● **FRAGMENTO SELECCIONADO**
· Primera lectura: Hechos 15, 1-2, 22-29.
· Salmo responsorial: Salmo 66: ¡Oh Dios, que te alaben los pueblos, que todos los pueblos te alaben!
· Segunda lectura: Apocalipsis 21, 10-14. 22-23.
· Evangelio: Juan 14, 23-29
La Pascua va llegando a su fin. Y Jesús sigue preparando el corazón de sus discípulos. A pesar del regalo de la Resurrección, su corazón aún está lleno de dudas e indecisiones. ¿Cómo los va dejar solos, cómo los va a abandonar otra vez? ¿Y será para siempre?
Él se va a su casa, al “seno de su Padre”. Allí terminará su camino. Y a esos discípulos llenos de dudas les va a ofrecer su paz, y una presencia, su Espíritu que les guiará en todo lo que hagan. Esas dos fiestas próximas (la Ascensión del Señor y la venida del Espíritu Santo en Pentecostés) nos lo recordarán con todo lujo de detalles, refrescarán la profundidad de lo que significa la nueva vida que Cristo regala a sus apóstoles y a todos los que queremos unir a Él nuestra vida.
Ésa es una riqueza que nos indica otra realidad. La vida sigue. Los discípulos primero y la Iglesia después deben, debemos, continuar con el anuncio de la Buena Noticia del Maestro. Bella tarea, pero para nada exenta de dificultades y problemas.

● **EJERCICIO**
Según el comentario sobre las lecturas de Pascua, ¿cuáles son las dos fiestas próximas que se mencionan?

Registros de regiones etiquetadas
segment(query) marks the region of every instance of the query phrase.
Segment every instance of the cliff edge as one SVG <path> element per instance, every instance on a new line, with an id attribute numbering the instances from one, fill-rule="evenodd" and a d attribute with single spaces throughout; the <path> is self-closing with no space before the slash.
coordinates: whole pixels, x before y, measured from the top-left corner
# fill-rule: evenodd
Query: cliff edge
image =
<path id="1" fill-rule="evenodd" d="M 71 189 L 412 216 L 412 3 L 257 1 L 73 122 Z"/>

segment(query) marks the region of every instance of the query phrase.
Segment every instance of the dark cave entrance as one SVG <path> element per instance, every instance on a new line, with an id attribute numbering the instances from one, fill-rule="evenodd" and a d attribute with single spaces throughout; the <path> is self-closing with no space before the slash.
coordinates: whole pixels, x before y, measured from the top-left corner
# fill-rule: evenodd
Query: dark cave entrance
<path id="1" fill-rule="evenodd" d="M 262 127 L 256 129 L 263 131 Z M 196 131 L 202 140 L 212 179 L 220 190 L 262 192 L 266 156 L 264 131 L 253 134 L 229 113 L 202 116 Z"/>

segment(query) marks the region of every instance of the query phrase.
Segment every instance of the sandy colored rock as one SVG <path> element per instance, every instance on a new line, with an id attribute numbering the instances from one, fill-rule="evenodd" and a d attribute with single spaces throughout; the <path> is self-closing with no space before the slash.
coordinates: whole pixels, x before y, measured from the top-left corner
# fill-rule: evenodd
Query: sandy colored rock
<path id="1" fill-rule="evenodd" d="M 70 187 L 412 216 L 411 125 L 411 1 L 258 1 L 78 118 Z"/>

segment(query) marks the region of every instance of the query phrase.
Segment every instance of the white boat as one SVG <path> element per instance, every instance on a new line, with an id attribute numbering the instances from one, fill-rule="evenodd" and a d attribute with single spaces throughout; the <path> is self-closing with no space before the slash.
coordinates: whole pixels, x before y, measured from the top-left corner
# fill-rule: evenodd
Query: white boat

● **SOLUCIÓN**
La Ascensión del Señor y la venida del Espíritu Santo en Pentecostés.